Convert the stretch of material from its first line through the line containing "column 537, row 505", both ends inclusive, into a JSON array of strings with one string per line and blank lines omitted. Include no other lines.

◇ ◇ ◇ ◇ ◇

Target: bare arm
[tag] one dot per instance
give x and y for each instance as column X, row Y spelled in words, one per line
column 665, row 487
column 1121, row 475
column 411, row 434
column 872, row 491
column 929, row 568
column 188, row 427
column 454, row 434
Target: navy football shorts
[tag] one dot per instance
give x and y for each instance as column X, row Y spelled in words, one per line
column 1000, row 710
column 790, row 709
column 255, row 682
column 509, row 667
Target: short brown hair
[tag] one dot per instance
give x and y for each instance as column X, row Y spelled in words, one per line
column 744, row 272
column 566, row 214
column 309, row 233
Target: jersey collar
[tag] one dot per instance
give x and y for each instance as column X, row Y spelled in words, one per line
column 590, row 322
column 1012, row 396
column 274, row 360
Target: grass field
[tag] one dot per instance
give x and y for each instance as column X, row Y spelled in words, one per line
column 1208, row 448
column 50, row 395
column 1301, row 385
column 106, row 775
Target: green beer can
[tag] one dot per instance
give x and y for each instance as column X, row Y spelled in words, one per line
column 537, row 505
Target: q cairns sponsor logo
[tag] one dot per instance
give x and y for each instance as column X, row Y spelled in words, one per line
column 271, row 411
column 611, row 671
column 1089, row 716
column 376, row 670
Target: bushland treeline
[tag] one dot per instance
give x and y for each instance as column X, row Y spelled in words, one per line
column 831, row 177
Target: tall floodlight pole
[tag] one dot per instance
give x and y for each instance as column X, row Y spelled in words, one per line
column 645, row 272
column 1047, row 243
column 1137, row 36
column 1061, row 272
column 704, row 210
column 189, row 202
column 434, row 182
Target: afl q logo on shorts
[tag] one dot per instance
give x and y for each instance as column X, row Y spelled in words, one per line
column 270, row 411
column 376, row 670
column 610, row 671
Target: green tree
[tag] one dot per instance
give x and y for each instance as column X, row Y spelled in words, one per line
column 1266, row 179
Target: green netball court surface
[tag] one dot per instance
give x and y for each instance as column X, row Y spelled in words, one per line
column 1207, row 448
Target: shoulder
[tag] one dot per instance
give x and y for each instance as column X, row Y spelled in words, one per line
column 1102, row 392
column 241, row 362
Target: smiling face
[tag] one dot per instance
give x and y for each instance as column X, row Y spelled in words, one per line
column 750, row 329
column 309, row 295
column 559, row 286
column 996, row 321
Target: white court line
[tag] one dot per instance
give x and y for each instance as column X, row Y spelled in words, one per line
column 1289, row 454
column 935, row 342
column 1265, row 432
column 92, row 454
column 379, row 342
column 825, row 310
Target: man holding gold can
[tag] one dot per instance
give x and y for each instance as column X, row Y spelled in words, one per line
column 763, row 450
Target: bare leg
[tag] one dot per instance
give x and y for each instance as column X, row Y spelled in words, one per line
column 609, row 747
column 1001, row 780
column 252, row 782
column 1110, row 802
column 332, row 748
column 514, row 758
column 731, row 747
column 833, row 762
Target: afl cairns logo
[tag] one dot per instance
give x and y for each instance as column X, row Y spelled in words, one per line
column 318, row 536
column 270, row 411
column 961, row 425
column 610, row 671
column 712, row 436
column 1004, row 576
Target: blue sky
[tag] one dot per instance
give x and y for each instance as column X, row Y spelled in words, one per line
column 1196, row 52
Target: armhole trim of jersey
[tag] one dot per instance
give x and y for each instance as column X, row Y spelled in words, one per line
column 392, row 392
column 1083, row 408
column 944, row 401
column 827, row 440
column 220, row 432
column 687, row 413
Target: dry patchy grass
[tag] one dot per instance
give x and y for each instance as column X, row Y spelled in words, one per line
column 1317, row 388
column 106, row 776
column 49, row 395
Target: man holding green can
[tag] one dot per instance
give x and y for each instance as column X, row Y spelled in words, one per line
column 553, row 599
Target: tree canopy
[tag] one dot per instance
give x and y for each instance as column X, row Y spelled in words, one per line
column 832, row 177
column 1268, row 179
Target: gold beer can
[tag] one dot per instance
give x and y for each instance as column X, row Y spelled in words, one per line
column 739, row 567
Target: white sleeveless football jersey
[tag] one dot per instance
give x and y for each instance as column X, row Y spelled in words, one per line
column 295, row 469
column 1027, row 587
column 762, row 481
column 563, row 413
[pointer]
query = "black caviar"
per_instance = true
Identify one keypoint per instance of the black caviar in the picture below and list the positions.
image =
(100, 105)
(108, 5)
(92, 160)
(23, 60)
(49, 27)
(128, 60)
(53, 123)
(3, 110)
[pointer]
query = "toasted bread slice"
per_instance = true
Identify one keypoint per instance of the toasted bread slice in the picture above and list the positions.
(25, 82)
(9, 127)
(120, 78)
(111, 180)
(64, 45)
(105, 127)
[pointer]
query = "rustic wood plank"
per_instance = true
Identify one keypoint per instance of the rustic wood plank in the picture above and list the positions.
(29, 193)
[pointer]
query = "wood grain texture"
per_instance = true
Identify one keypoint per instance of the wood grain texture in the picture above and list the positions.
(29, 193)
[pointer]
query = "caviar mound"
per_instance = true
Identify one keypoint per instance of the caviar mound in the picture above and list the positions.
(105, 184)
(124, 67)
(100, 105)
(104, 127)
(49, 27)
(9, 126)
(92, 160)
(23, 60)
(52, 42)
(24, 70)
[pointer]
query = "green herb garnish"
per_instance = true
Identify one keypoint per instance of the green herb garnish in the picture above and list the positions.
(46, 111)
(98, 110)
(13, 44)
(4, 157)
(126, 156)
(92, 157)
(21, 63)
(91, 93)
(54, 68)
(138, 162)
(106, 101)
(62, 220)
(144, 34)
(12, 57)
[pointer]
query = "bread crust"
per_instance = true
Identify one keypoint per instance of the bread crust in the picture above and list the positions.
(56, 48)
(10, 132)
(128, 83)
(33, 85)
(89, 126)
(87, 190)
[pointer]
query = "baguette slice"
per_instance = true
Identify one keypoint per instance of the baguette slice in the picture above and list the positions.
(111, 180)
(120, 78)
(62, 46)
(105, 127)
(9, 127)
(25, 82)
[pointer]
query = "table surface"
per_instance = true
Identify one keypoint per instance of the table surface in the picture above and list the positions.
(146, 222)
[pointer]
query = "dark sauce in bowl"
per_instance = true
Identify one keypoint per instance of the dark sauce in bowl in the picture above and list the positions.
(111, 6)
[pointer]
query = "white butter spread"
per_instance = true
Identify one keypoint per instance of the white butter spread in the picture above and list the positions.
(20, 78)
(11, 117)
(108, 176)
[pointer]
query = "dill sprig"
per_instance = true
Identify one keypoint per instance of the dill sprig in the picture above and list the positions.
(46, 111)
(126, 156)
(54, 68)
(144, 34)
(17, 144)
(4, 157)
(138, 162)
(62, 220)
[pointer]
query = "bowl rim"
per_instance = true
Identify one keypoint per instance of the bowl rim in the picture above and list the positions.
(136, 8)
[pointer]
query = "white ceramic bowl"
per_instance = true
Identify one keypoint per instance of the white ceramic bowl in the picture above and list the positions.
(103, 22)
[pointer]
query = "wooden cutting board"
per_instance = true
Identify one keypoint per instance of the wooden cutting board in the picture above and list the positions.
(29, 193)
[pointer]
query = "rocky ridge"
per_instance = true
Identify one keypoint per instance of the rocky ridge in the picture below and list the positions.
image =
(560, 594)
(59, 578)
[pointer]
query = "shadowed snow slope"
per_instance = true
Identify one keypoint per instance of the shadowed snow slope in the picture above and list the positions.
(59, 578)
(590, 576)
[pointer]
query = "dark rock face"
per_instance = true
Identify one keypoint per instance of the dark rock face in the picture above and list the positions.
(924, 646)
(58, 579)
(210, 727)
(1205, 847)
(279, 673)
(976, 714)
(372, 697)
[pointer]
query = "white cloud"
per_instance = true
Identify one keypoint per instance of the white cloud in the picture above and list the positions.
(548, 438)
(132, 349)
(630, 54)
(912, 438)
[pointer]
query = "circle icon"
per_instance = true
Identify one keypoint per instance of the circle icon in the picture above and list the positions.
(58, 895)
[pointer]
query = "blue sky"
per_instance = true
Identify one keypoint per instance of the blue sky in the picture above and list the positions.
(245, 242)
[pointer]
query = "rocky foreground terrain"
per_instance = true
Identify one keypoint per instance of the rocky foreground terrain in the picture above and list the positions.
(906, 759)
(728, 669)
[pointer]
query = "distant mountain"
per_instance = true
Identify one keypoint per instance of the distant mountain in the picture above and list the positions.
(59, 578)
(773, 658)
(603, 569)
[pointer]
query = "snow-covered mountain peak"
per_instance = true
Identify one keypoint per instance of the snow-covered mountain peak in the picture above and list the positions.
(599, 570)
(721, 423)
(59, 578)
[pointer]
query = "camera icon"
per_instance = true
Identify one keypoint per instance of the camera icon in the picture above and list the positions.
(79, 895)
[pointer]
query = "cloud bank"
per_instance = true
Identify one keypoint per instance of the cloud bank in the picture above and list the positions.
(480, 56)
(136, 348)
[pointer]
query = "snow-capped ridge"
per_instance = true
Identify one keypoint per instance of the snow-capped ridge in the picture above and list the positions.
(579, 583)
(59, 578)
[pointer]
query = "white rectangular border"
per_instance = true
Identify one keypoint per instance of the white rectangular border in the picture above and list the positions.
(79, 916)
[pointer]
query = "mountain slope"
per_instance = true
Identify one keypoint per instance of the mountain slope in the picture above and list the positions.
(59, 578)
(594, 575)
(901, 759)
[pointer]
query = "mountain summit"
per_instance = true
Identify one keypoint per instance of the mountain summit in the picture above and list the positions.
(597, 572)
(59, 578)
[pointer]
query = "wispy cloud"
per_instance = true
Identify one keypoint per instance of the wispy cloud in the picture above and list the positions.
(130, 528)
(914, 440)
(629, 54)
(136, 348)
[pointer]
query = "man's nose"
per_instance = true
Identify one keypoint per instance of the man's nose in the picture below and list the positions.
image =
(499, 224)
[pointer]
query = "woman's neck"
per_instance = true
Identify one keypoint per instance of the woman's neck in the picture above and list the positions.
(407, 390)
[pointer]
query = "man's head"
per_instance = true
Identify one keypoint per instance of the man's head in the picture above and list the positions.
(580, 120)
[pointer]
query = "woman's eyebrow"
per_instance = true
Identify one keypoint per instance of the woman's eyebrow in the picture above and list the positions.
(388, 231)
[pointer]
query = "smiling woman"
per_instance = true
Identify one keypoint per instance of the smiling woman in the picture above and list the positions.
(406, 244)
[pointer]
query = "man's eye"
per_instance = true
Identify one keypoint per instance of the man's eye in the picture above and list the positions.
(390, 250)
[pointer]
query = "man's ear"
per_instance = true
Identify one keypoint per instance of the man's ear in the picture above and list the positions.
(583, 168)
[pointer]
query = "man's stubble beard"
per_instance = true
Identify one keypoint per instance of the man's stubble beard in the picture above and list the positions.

◇ ◇ ◇ ◇ ◇

Output for this task:
[
  "Target: bare arm",
  "[tag] one dot per instance",
  "give x and y for each instance as column X, row Y spelled in words, one per line",
  "column 665, row 487",
  "column 1121, row 475",
  "column 411, row 434",
  "column 872, row 491",
  "column 929, row 568",
  "column 188, row 427",
  "column 454, row 434",
  "Target: navy football shorts",
  "[tag] one dot per instance",
  "give x and y for each instance as column X, row Y spelled in words, one per line",
  "column 1000, row 710",
  "column 790, row 709",
  "column 255, row 682",
  "column 509, row 667",
  "Target: short brown hair",
  "[tag] one dot per instance",
  "give x and y for each instance as column X, row Y spelled in words, one per line",
  "column 744, row 272",
  "column 566, row 214",
  "column 309, row 233",
  "Target: jersey collar",
  "[tag] one dot per instance",
  "give x and y for each instance as column X, row Y spelled in words, one per line",
  "column 590, row 322",
  "column 1012, row 396",
  "column 274, row 360",
  "Target: grass field",
  "[tag] one dot per instance",
  "give x and y for each instance as column X, row Y spelled in words, one per line",
  "column 1208, row 448",
  "column 50, row 395",
  "column 1301, row 385",
  "column 106, row 775",
  "Target: green beer can",
  "[tag] one dot per instance",
  "give x and y for each instance as column X, row Y spelled in words, one per line",
  "column 537, row 505"
]